== Texto base ==
#####
Entrevista: Marta Temido
Entrevista: Marta Temido A ministra da Saúde, Marta Temido, durante uma entrevista à Agência Lusa, no Ministério da Saúde, em Lisboa, 26 de fevereiro de 2021. (ACOMPANHA TEXTO DO DIA 1 DE MARÇO DE 2021) MÁRIO CRUZ/LUSA créditos: Lusa

"Não faltaram meios financeiros ao SNS [Serviço Nacional de Saúde] em 2020, em nenhum momento do ano"

A ministra da Saúde admite que o Governo “podia sempre ter feito mais” quanto à execução orçamental e aos recursos humanos, mas lembra os incentivos criados para os médicos e sublinha que nunca faltaram meios financeiros ao SNS.

“Por outro lado, não faltaram meios financeiros ao SNS [Serviço Nacional de Saúde] em 2020, em nenhum momento do ano. Em nenhum momento do ano 2020 houve regatear de meios financeiros. Nem em 2020, nem daquilo que já vamos em 2021”, sublinhou.

A este nível, a ministra lembrou os incentivos criados para compensar o esforço médicos que estiveram na linha da frente no combate à pandemia, sublinhando que se tratou de um sistema de compensação “muito exigente”.

“Apenas visava melhorar a gestão das unidades hospitalares e, de alguma forma, atenuar o esforço dos profissionais de saúde. É um sistema de compensação muito exigente. Nós estamos a elevar o valor do pagamento do trabalho extraordinário em 50% face às majorações que ele já tem”, afirmou.
#####
== O que fazer ==
Liste todas as organizações e órgãos públicos citados na entrevista, sem repetir nenhum.
#####
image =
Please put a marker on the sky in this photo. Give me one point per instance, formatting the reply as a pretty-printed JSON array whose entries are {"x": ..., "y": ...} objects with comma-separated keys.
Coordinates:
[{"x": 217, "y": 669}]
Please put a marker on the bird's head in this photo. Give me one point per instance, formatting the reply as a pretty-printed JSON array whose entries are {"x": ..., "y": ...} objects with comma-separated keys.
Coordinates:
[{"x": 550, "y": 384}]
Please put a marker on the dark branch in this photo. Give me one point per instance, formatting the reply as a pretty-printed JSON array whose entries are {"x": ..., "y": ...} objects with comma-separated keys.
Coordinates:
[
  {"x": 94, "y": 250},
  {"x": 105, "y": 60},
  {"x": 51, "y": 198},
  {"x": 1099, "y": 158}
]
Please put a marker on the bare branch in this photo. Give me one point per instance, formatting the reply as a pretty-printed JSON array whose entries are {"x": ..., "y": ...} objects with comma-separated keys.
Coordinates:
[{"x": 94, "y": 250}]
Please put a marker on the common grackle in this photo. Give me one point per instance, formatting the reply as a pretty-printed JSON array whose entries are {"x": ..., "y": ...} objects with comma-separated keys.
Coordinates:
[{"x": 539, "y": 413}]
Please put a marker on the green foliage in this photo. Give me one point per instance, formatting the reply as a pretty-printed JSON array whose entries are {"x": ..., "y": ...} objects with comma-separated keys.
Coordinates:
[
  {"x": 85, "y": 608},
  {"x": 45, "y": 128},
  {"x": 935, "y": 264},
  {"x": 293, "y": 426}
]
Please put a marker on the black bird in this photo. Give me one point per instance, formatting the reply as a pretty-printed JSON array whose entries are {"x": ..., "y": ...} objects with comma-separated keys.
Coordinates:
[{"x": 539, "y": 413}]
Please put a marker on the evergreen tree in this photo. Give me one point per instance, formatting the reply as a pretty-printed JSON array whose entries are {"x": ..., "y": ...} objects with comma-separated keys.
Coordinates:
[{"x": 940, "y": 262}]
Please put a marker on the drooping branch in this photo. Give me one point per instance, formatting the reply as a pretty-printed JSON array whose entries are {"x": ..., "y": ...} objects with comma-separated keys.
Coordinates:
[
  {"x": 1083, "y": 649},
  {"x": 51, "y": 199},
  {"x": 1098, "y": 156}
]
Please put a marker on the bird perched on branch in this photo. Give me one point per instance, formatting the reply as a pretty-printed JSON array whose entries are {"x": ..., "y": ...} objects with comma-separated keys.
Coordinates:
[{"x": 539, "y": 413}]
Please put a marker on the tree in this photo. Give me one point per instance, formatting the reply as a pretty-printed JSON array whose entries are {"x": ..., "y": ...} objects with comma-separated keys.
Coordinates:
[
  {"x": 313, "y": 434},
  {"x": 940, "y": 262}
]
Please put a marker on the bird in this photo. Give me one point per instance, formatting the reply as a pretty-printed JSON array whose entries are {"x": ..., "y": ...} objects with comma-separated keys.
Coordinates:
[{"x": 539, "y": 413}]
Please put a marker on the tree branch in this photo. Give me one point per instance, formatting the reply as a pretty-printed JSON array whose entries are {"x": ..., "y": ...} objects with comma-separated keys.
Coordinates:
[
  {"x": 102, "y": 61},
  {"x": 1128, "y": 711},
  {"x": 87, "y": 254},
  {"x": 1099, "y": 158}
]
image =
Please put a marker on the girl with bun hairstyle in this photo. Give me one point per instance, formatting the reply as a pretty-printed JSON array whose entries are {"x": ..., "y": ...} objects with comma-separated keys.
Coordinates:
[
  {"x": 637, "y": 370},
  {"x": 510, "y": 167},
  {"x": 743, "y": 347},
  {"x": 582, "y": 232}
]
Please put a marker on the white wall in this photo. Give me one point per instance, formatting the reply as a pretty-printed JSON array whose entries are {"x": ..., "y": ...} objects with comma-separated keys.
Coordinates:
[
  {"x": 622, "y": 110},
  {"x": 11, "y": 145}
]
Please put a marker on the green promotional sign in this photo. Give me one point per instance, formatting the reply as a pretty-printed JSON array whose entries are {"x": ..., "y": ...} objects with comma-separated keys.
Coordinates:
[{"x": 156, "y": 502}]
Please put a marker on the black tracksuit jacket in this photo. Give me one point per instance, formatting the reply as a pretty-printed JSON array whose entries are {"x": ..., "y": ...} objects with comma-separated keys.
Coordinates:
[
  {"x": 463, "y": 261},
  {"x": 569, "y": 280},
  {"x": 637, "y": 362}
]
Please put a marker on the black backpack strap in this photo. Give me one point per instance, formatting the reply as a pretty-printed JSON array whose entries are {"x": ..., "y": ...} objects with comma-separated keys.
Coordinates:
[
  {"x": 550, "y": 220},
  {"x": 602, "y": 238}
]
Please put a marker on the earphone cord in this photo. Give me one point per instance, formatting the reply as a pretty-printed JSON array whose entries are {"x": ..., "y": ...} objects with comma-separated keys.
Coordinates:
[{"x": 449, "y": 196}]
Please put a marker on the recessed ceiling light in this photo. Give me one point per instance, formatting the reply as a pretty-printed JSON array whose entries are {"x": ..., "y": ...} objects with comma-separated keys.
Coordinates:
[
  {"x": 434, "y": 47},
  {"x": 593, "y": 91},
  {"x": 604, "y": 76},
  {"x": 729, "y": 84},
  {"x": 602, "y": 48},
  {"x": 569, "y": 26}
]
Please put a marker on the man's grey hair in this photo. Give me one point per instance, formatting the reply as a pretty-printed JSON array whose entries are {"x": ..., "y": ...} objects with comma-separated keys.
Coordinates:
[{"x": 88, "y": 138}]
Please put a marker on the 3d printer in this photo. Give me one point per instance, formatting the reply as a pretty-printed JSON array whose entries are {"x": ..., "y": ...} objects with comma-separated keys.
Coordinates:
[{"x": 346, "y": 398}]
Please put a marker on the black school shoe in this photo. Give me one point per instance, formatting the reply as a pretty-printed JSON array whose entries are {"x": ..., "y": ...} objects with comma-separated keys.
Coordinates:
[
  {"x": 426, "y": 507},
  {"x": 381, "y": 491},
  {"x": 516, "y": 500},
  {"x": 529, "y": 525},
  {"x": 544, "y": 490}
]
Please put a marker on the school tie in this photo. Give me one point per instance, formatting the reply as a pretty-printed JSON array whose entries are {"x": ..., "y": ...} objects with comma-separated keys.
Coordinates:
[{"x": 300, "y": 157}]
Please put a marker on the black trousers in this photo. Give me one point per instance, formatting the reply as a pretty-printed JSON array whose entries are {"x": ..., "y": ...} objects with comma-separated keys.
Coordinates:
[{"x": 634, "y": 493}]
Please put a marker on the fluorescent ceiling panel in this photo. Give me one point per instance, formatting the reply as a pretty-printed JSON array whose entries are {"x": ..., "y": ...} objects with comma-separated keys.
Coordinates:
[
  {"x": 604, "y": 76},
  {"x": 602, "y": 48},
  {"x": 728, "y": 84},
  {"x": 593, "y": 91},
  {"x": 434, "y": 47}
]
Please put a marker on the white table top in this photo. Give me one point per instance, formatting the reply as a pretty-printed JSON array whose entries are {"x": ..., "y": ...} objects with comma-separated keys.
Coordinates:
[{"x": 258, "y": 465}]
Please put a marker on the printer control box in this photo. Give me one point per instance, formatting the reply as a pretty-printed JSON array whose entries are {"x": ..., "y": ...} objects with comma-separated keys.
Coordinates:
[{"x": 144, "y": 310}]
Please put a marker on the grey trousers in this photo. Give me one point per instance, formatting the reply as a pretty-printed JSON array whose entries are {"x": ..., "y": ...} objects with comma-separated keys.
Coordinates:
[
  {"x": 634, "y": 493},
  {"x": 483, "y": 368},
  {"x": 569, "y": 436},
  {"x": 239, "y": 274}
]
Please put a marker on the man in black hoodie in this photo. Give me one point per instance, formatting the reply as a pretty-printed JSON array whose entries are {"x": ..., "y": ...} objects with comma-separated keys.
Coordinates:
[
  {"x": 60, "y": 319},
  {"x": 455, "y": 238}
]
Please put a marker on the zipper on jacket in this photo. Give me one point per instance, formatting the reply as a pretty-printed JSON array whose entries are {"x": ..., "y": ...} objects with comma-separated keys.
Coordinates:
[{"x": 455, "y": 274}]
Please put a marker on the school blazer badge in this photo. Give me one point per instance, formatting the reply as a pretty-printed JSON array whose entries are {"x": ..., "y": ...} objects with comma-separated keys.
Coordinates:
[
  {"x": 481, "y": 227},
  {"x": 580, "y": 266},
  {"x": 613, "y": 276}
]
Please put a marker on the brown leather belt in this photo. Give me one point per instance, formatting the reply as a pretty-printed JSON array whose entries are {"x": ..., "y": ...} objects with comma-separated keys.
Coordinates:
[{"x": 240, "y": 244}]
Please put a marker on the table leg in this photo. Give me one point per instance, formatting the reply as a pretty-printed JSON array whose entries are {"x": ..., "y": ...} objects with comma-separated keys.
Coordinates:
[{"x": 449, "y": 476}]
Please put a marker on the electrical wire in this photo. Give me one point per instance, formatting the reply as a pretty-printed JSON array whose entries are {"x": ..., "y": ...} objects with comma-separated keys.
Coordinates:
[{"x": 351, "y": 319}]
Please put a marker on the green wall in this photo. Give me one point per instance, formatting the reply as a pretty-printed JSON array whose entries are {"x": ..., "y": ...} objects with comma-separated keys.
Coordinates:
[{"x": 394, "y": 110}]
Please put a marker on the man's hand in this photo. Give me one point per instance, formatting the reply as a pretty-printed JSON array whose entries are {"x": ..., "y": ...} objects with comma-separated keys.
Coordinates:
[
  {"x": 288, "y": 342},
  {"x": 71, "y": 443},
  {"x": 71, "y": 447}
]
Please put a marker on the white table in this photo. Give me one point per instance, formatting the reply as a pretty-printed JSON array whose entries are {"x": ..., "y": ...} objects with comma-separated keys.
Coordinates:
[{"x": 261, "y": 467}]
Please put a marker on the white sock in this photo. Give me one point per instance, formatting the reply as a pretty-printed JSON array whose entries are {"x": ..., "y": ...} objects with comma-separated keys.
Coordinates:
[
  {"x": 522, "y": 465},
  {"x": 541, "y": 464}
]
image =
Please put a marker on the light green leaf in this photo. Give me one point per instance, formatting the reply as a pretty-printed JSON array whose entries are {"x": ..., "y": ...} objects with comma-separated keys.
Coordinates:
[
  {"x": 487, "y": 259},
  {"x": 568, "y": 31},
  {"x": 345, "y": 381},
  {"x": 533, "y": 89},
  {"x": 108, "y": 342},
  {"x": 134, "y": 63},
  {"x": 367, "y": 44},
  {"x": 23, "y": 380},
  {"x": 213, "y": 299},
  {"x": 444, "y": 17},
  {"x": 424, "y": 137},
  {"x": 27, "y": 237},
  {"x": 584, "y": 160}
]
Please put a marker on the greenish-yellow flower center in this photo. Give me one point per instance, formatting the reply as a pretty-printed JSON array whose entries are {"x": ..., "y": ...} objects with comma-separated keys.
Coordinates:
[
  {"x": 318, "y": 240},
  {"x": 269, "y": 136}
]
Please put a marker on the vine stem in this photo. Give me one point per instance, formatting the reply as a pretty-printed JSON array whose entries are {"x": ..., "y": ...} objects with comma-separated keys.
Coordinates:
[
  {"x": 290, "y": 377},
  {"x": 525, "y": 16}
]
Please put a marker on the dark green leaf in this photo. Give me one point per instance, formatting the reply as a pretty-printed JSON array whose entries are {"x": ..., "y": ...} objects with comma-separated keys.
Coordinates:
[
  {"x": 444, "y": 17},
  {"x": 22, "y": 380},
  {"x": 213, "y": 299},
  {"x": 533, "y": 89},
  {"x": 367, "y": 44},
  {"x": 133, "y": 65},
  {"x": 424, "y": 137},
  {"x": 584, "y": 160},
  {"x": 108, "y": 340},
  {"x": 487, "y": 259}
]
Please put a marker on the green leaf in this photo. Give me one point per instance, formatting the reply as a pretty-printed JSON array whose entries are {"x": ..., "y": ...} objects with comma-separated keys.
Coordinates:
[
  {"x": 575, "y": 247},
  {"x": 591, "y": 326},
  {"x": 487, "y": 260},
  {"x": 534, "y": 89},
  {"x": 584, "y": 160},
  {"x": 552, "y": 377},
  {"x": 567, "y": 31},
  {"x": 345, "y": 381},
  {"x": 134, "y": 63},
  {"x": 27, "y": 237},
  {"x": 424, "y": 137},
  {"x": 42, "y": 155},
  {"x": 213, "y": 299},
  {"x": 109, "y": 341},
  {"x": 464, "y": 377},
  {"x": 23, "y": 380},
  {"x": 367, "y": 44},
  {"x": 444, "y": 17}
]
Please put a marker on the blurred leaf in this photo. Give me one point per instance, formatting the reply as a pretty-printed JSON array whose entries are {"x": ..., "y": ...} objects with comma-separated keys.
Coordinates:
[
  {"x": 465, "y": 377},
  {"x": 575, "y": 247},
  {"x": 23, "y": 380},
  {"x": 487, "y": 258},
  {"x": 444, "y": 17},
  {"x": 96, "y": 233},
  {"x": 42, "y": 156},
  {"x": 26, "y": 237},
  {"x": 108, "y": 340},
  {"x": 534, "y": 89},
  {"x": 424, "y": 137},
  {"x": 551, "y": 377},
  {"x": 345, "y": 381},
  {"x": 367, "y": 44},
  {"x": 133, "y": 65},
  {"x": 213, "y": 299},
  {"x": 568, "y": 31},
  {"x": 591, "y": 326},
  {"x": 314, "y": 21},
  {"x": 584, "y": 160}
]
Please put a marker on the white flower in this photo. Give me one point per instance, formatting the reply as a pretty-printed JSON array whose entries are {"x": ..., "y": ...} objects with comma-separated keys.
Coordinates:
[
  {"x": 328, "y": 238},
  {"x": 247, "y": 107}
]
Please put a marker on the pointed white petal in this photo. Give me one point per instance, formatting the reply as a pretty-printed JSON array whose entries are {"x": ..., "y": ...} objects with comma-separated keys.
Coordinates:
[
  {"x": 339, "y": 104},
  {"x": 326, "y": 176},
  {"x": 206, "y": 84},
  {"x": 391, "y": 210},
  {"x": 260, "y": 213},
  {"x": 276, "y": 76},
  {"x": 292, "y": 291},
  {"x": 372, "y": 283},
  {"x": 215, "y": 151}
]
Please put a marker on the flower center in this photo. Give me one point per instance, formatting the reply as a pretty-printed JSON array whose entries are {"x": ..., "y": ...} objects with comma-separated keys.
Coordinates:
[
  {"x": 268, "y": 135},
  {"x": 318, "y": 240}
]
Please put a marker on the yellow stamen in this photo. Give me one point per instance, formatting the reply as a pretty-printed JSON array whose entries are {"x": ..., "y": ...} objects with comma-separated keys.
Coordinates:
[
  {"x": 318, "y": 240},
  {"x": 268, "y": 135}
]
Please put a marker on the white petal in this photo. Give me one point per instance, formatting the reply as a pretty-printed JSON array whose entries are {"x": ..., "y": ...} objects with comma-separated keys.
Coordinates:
#####
== Resposta da tarefa ==
- Agência Lusa
- Ministério da Saúde
- Serviço Nacional de Saúde (SNS)
- Governo